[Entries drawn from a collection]
▬▬▬▬▬▬
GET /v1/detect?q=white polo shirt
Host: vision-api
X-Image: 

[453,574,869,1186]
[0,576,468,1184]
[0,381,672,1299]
▬▬▬▬▬▬
- What is asked
Copy out all the rows above without changing a single character.

- Written solution
GET /v1/detect?q=white polo shirt
Host: vision-api
X-Image: 

[453,574,869,1186]
[0,576,468,1184]
[0,381,672,1299]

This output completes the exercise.